[Dataset content — start]
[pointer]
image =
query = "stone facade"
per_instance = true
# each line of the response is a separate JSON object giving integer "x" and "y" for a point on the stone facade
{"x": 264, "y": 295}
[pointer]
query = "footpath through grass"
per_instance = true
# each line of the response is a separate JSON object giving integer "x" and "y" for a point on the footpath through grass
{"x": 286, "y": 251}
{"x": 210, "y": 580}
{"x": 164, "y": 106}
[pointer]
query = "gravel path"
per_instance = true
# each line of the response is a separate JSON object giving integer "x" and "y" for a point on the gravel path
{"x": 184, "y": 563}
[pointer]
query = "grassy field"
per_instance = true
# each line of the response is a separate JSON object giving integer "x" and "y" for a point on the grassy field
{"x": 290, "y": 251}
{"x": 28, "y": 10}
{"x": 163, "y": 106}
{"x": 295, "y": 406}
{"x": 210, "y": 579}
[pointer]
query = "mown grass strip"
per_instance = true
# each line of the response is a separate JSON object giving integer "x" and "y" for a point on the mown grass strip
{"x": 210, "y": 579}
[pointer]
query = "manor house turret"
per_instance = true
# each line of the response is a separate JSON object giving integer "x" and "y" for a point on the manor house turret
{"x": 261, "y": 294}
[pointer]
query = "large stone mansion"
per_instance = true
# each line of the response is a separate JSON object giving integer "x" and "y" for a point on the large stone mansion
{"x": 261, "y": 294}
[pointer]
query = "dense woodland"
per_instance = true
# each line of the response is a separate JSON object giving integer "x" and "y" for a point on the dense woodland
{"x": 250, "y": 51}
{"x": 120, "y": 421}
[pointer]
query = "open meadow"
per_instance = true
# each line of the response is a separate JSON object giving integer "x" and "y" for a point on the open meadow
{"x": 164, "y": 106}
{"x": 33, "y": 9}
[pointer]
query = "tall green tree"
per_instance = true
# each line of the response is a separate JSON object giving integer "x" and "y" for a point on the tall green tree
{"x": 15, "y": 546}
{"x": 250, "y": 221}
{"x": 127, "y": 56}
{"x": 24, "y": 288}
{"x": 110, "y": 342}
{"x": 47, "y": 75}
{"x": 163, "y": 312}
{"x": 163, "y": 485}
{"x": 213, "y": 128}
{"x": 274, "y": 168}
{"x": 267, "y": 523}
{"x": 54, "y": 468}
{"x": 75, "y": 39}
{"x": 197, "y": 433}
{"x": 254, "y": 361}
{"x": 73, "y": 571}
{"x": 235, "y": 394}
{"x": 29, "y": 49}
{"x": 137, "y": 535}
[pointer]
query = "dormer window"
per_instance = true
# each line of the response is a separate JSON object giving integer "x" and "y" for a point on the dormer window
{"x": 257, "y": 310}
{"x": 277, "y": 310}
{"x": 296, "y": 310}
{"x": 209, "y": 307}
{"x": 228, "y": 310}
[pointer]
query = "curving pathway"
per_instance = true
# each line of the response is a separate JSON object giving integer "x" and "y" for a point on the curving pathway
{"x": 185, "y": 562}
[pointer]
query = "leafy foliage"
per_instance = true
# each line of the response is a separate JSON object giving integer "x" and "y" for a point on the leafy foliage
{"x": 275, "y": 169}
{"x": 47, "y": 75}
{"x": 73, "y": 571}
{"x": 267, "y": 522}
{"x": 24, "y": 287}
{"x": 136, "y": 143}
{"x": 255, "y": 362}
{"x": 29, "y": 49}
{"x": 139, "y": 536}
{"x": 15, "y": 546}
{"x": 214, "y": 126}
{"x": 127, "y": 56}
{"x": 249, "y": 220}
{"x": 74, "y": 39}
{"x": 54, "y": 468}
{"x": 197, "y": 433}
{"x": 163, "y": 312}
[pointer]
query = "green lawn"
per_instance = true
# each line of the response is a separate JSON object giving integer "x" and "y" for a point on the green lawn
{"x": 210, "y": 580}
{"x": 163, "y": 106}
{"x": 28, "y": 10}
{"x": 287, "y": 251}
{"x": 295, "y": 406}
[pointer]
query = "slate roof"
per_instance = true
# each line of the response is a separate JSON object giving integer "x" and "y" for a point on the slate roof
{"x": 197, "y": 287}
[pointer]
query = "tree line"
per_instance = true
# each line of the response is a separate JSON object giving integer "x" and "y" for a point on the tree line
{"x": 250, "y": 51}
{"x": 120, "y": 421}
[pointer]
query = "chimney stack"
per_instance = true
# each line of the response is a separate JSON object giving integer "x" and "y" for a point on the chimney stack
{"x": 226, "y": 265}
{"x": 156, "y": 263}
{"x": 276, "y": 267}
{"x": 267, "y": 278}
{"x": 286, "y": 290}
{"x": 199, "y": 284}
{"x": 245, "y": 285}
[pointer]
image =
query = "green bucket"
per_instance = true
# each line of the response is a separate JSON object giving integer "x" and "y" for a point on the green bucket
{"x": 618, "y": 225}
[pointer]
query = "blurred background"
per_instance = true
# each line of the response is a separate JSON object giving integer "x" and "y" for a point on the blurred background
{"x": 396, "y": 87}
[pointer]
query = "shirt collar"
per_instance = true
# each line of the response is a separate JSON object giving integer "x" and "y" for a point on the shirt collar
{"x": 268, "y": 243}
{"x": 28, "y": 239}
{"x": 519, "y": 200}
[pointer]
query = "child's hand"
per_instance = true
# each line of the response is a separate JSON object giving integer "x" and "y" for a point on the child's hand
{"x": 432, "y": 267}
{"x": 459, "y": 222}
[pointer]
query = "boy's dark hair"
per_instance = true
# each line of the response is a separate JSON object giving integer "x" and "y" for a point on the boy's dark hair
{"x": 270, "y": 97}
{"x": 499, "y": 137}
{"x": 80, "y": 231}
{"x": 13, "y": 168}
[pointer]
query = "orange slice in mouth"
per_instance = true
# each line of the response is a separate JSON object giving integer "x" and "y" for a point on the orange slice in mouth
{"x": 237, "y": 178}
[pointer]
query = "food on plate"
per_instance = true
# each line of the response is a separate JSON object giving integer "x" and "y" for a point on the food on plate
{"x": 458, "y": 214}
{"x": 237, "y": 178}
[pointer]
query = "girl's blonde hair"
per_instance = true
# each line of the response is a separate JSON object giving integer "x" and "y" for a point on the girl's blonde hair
[Dataset content — finish]
What needs to be done » Gather each line in the entries above where the string "blonde" is found.

Finished exercise »
query = "girl's blonde hair"
# each line of the response is a separate JSON object giving integer "x" and "y" for a point on the girl's blonde hair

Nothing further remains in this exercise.